Quoted text

Gerstl & Schönberg

It was at 10 a.m. on a cloudy, dank and unseasonably cold autumnal day that Otto Nirenstein opened the doors of his Neue Galerie to an unsuspecting Viennese public and, 23 years after the young artist’s death, invited the world to view Richard Gerstl’s works for the first time. As they climbed the stairs to Nirenstein’s exhibition rooms, situated under the towering spire of St Stephen’s Cathedral in the courtyard of Grünangergasse 1, they would have expected something extraordinary, for the dealer, a radio ham and admirer of fine cars, had acquired a reputation of having perceptive taste in his appreciation and promotion of new and progressive talent.

Nirenstein had been introduced to Gerstl’s works some months earlier when Alois Gerstl had come to Grünangergasse carrying a few of his younger brother’s small landscapes. Accustomed to the artful nature of Viennese society, Nirenstein had, at first, discounted Alois’s story, preferring to believe that it was Alois himself who had produced them. A visit to the warehouse of Rosin and Knauer, where some 60 of Richard Gerstl’s paintings and drawings had lain gathering dust in a crate since the artist killed himself, aged 25, in 1908, convinced him otherwise.

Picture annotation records
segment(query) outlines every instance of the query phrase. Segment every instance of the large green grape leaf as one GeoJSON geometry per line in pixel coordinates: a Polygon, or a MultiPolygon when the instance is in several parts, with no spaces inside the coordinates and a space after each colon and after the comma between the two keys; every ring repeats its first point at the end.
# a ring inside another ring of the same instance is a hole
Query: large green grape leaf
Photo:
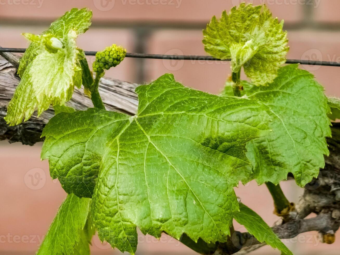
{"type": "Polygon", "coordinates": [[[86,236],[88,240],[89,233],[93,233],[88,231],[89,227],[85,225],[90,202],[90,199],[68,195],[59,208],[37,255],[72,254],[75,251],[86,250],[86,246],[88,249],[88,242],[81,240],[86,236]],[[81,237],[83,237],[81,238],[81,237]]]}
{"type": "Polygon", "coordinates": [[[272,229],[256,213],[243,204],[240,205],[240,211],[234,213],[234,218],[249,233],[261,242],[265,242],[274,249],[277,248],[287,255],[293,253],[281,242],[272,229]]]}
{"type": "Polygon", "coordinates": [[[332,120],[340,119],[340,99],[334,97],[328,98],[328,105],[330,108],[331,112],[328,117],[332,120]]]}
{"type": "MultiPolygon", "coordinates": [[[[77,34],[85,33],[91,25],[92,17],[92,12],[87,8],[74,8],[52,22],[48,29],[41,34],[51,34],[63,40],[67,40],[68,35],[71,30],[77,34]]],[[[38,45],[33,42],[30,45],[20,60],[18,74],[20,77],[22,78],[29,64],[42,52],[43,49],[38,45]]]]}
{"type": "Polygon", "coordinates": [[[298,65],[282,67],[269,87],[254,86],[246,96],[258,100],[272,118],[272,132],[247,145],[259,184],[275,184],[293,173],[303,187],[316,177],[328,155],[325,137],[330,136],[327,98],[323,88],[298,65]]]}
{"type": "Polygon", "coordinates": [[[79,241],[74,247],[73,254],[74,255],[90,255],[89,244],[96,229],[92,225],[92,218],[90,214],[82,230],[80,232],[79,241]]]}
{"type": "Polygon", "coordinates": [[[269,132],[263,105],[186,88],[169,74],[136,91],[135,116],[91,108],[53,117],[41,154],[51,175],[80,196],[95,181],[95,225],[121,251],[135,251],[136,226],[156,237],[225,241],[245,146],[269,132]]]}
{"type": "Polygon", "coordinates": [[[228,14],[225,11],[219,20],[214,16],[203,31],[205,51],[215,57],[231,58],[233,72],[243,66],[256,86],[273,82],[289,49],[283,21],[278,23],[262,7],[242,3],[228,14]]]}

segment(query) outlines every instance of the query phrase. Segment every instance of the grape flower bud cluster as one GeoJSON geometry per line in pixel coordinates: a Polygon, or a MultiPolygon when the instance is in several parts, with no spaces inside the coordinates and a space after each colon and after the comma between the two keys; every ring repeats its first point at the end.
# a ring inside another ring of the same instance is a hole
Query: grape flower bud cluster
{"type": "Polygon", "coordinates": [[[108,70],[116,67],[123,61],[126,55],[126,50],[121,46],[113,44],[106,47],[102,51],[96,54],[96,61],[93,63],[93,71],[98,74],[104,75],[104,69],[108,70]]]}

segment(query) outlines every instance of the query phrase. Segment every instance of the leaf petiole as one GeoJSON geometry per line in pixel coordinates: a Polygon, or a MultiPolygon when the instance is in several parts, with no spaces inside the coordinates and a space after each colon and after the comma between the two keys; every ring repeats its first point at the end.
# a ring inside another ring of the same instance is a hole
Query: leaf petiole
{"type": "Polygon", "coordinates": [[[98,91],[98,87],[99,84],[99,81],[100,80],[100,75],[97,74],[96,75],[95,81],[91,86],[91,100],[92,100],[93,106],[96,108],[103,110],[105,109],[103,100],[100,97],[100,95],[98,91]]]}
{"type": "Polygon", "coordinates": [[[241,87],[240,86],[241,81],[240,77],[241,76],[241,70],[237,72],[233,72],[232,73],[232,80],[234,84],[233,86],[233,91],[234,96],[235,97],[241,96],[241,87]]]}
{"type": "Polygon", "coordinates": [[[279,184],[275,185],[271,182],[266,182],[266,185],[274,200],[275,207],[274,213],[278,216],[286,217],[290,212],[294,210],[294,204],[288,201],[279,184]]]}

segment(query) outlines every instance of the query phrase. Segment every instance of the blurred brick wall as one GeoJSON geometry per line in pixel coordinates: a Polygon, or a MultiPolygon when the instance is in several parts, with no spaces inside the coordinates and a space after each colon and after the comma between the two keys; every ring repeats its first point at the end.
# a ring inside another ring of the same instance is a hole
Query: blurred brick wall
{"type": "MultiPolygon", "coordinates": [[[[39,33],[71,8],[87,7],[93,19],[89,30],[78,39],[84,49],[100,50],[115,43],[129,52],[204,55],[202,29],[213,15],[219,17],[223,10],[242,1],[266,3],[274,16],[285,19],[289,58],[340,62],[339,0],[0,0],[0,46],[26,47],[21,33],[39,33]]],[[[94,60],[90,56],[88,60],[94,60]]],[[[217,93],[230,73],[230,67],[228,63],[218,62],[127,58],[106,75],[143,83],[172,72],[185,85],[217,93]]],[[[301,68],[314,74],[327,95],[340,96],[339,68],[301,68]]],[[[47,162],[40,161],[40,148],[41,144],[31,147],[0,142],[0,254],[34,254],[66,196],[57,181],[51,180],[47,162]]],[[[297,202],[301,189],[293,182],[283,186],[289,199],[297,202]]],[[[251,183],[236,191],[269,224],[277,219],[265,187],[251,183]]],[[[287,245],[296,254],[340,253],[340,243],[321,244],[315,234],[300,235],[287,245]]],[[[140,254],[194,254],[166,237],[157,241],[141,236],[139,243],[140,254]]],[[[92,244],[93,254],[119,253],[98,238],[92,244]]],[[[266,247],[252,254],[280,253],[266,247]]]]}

Set tasks
[1] Answer these questions from the passage on Richard Gerstl.
(a) At what hour did Otto Nirenstein open the doors of his Neue Galerie?
(b) Which family member first brought Gerstl's landscapes to Nirenstein?
(c) About how many of Gerstl's paintings and drawings lay in the Rosin and Knauer warehouse?
[2] Set down the part of the passage on Richard Gerstl from "It was at 10" up to and including "and progressive talent.".

Per-task answers
[1]
(a) 10 a.m.
(b) His older brother, Alois Gerstl.
(c) Some 60.

[2]
It was at 10 a.m. on a cloudy, dank and unseasonably cold autumnal day that Otto Nirenstein opened the doors of his Neue Galerie to an unsuspecting Viennese public and, 23 years after the young artist’s death, invited the world to view Richard Gerstl’s works for the first time. As they climbed the stairs to Nirenstein’s exhibition rooms, situated under the towering spire of St Stephen’s Cathedral in the courtyard of Grünangergasse 1, they would have expected something extraordinary, for the dealer, a radio ham and admirer of fine cars, had acquired a reputation of having perceptive taste in his appreciation and promotion of new and progressive talent.